● What the exercise asks
The expected answer is the complete listing, reproduced character for character.

● Dataset extract
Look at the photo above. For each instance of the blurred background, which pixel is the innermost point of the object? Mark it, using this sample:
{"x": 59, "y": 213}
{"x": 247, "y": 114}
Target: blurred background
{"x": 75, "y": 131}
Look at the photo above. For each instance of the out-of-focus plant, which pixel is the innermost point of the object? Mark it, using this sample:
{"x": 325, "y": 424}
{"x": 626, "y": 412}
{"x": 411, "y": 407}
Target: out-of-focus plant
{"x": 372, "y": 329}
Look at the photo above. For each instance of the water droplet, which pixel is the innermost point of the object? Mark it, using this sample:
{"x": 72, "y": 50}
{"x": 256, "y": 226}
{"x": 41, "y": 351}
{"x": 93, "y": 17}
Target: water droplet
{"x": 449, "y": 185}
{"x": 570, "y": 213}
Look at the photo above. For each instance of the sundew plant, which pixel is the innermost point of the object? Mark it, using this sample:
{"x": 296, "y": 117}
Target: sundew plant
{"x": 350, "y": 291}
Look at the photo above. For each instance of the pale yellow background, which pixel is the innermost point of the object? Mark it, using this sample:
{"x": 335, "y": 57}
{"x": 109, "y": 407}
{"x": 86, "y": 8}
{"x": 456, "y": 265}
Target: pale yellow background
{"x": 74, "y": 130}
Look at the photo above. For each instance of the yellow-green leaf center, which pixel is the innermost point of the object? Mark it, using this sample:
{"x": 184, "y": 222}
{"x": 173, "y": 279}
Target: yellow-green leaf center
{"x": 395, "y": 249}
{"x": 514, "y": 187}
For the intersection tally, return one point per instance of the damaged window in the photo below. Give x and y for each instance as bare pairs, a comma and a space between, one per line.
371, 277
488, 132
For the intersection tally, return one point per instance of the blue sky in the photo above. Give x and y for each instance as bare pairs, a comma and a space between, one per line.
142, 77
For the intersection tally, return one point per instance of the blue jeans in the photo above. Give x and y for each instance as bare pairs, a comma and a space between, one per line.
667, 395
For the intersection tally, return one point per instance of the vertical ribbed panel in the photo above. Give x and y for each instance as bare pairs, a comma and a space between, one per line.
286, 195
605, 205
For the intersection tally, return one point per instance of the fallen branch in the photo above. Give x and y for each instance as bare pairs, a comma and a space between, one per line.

● Answer box
Look at the photo above. For each instance of the blurred background, which pixel is the innermost point of the object? Mark it, using this sample:
{"x": 59, "y": 213}
{"x": 247, "y": 114}
Target: blurred background
{"x": 75, "y": 131}
Look at the photo above. For each instance of the out-of-focus plant, which pixel is the innermost point of the object? Mark it, using this sample:
{"x": 325, "y": 424}
{"x": 626, "y": 412}
{"x": 411, "y": 407}
Target: out-of-focus plant
{"x": 372, "y": 329}
Look at the photo above. For each instance of the water droplet, which pixel is the innermost point of the object? Mark it, using this sample:
{"x": 72, "y": 50}
{"x": 256, "y": 226}
{"x": 41, "y": 351}
{"x": 93, "y": 17}
Target: water droplet
{"x": 449, "y": 185}
{"x": 570, "y": 213}
Look at the photo above. For each instance of the sundew plant, which pixel is the innermost point of the object? Mark it, using this sample:
{"x": 296, "y": 117}
Target: sundew plant
{"x": 350, "y": 291}
Look at the photo above. For each instance of the pale yellow background, which pixel is the innermost point of the object? Mark it, using this sample:
{"x": 335, "y": 57}
{"x": 109, "y": 407}
{"x": 86, "y": 8}
{"x": 456, "y": 265}
Target: pale yellow background
{"x": 74, "y": 130}
Look at the photo above. For each instance of the yellow-green leaf center, which pixel is the innermost point of the object? Mark it, using this sample:
{"x": 184, "y": 222}
{"x": 173, "y": 279}
Target: yellow-green leaf center
{"x": 395, "y": 249}
{"x": 514, "y": 187}
For the intersection tally, return one point per instance of the damaged window in the photo below. Give x and y for each instance as bare pairs, a comma and a space between, one per line.
371, 277
488, 132
For the intersection tally, return one point per instance of the blue sky in the photo above. Give x and y for each instance as bare pairs, a comma and a space between, one per line.
142, 77
For the intersection tally, return one point per instance of the blue jeans in the photo above. Give x and y for each instance as bare pairs, a comma and a space between, one per line.
667, 395
For the intersection tally, return one point per instance of the vertical ribbed panel in the photo above. Give x and y for each instance as bare pairs, a comma and a space between, one per line.
286, 195
605, 205
For the intersection tally, return one point per instance of the fallen branch in the photo above. Give x and y for each instance as bare pairs, a comma and a space between, one per line.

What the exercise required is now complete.